Stored data
===

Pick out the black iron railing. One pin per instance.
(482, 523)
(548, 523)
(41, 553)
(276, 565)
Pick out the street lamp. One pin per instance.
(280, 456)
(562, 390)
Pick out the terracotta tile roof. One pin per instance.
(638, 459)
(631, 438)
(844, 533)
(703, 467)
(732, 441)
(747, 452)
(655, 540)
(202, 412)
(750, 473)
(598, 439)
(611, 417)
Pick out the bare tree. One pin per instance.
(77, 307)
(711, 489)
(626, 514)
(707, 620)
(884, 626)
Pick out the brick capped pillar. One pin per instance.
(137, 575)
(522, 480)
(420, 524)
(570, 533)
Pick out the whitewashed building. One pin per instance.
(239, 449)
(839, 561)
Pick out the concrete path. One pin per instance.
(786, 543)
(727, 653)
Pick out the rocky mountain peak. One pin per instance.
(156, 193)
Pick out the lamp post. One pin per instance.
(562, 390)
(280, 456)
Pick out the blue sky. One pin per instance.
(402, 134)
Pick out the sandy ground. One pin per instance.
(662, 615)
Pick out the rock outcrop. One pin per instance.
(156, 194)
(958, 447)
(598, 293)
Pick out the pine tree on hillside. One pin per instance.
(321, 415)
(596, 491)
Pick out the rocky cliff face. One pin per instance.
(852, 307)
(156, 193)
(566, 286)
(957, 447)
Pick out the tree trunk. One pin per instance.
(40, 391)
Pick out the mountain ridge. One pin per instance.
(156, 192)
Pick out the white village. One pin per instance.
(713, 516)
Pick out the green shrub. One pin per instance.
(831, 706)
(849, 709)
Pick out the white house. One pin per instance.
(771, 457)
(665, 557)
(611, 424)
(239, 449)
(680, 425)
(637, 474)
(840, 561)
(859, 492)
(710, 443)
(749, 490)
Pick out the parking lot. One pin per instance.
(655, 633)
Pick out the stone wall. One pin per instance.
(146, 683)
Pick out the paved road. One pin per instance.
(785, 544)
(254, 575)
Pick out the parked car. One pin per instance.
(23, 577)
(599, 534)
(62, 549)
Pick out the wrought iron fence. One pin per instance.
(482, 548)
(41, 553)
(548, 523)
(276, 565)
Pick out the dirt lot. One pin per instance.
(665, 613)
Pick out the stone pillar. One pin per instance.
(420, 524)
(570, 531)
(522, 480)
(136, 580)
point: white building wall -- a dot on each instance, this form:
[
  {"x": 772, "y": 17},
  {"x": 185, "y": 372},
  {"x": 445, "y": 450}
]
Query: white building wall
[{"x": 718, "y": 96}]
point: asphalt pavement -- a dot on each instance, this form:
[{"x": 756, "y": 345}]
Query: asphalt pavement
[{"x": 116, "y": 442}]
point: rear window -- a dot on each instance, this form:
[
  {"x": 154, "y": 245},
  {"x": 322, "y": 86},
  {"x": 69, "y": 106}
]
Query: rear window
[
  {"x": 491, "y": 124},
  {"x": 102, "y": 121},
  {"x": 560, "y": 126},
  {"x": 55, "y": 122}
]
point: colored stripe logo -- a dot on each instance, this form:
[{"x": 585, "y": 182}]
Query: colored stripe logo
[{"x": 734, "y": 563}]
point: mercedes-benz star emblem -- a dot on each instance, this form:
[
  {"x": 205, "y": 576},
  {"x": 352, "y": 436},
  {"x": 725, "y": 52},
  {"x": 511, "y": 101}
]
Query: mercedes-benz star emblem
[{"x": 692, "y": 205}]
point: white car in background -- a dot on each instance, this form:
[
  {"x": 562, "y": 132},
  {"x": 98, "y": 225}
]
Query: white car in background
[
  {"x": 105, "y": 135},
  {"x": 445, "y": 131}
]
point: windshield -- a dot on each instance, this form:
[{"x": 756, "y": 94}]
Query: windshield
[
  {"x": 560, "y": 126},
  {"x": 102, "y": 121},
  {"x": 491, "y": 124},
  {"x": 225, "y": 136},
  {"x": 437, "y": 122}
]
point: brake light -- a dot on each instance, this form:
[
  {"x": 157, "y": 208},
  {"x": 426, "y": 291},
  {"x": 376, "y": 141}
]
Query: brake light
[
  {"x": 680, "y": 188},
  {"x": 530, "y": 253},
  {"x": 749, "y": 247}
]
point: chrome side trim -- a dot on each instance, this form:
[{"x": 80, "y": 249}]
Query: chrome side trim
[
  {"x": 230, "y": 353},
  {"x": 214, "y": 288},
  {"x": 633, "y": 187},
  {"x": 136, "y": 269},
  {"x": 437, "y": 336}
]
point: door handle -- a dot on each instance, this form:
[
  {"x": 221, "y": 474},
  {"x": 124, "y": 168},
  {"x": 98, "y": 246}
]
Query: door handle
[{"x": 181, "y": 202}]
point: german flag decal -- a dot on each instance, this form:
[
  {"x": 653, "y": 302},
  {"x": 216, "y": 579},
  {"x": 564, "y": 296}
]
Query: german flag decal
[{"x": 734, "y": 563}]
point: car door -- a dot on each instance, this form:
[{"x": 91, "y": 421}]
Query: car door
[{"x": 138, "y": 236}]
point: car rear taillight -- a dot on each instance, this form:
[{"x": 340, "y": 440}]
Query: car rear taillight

===

Look through the entries and return every line where "taillight" appears.

point: car rear taillight -- a dot on each instance, this form:
Query: car rear taillight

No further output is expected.